[Stored items]
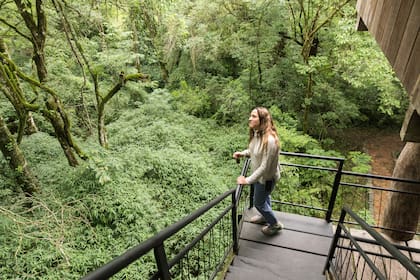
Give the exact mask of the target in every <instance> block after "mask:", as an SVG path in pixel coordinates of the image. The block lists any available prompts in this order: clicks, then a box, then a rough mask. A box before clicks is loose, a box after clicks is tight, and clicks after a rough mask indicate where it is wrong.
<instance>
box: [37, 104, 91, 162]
mask: <svg viewBox="0 0 420 280" xmlns="http://www.w3.org/2000/svg"><path fill="white" fill-rule="evenodd" d="M46 107H47V110H43V112H42V113H43V115H44V116H45V117H46V118H47V119H48V120H49V121H50V122H51V124H52V125H53V127H54V132H55V136H56V137H57V139H58V142H60V145H61V148H62V149H63V151H64V154H65V155H66V157H67V161H68V162H69V165H70V166H77V165H78V164H79V163H78V161H77V158H76V155H75V153H74V151H76V153H77V154H78V155H79V157H80V158H82V159H87V157H86V156H85V155H84V154H83V152H82V151H81V150H80V148H79V147H78V146H77V145H76V143H74V142H73V137H72V135H71V132H70V121H69V119H68V117H67V114H66V112H65V111H64V110H63V108H61V105H60V102H59V100H57V99H55V98H49V99H48V100H47V102H46Z"/></svg>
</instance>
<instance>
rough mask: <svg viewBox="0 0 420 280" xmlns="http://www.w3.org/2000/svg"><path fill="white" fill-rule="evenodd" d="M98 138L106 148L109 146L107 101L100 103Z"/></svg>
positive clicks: (98, 105)
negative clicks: (107, 131) (105, 125)
mask: <svg viewBox="0 0 420 280" xmlns="http://www.w3.org/2000/svg"><path fill="white" fill-rule="evenodd" d="M98 138H99V144H100V145H101V146H102V147H104V148H108V138H107V135H106V128H105V103H104V102H101V103H99V104H98Z"/></svg>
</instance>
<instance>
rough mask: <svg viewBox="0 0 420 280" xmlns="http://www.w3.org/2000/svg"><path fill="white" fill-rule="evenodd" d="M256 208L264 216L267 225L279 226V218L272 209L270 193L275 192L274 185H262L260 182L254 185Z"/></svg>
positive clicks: (254, 198)
mask: <svg viewBox="0 0 420 280" xmlns="http://www.w3.org/2000/svg"><path fill="white" fill-rule="evenodd" d="M253 186H254V206H255V208H257V210H258V211H259V212H260V213H261V215H263V217H264V218H265V220H266V221H267V223H269V224H270V225H275V224H277V218H276V216H275V215H274V212H273V209H271V196H270V193H271V192H272V191H273V188H274V183H271V186H267V188H266V185H265V184H261V183H259V182H257V183H254V184H253Z"/></svg>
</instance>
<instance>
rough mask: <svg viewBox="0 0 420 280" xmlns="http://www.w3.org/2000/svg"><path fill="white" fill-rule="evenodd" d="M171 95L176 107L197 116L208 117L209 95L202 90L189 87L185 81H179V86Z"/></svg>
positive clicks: (186, 82) (188, 85)
mask: <svg viewBox="0 0 420 280" xmlns="http://www.w3.org/2000/svg"><path fill="white" fill-rule="evenodd" d="M172 95H173V97H174V101H175V102H176V105H175V106H176V107H177V108H179V109H181V110H183V111H185V112H187V113H189V114H191V115H194V116H197V117H200V116H201V117H205V116H206V115H207V117H208V112H209V109H210V97H209V96H208V95H207V94H206V92H204V91H203V90H200V89H199V88H198V87H195V88H191V87H190V86H189V85H188V84H187V82H186V81H181V83H180V88H179V89H177V90H174V91H173V92H172Z"/></svg>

WORK TASK — Pull out each line above that includes the string "positive", copying it in full.

RESPONSE TO THE EXERCISE —
positive clicks: (98, 105)
positive clicks: (254, 198)
positive clicks: (186, 82) (188, 85)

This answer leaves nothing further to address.